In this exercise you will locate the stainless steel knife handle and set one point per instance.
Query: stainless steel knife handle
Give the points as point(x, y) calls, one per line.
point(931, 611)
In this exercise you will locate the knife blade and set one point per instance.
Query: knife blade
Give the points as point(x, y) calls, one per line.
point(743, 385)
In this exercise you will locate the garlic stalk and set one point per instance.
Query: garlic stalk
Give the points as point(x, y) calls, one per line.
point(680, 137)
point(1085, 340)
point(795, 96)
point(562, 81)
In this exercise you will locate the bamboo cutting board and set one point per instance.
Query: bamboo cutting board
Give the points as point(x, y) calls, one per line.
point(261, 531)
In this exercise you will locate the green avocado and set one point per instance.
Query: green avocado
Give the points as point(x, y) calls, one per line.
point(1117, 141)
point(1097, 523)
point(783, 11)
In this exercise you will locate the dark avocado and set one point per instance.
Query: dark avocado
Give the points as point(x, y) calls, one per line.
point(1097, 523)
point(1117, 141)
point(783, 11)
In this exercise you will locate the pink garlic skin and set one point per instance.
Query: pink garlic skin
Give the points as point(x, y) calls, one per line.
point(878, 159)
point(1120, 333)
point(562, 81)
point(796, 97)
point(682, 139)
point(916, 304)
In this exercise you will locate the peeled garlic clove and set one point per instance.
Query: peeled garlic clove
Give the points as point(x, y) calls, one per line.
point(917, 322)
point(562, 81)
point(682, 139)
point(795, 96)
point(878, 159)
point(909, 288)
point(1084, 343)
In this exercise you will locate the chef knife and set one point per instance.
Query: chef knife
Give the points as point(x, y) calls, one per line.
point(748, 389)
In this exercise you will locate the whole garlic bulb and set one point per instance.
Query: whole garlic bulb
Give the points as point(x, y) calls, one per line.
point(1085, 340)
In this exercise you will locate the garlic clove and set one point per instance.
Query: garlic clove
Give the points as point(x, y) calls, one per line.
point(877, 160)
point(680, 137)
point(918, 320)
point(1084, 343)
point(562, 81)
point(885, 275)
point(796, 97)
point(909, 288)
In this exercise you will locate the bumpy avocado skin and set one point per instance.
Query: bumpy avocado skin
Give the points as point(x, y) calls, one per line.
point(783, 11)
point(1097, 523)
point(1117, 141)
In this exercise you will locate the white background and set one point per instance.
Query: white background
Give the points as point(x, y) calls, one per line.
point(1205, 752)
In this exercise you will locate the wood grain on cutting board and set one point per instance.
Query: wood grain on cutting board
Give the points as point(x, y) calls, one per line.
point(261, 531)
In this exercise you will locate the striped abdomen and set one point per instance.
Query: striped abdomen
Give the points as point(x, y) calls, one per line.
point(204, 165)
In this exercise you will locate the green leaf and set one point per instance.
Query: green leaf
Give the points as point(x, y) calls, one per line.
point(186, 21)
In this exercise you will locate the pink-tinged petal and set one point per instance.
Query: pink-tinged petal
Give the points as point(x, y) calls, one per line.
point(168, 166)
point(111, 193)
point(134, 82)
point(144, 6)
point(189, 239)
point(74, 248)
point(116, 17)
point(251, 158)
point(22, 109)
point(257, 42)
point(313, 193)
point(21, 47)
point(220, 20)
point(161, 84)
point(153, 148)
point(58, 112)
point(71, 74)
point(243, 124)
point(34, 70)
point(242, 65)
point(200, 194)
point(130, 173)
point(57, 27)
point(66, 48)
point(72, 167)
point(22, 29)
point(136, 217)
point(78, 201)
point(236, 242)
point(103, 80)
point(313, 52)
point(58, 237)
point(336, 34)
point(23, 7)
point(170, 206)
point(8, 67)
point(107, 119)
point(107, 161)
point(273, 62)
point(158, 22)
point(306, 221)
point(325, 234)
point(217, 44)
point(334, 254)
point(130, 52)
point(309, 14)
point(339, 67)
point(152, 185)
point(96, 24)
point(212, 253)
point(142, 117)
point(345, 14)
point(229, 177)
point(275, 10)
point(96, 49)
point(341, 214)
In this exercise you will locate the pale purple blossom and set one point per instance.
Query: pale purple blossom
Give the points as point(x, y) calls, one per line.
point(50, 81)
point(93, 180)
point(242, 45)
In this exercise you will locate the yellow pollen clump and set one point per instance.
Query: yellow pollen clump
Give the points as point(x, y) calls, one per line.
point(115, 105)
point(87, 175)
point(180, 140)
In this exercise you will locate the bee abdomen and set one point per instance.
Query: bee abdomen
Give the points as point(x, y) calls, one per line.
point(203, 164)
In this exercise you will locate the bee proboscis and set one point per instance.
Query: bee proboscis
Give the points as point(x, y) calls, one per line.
--------------------
◆ DIRECTIONS FOR THIS TASK
Find the word "petal" in the listing and copy each line that contains it.

◆ ANSWER SPACE
In this exercise you will locate the pink-tinged petal and set one point per instance.
Query: pink-tinged petal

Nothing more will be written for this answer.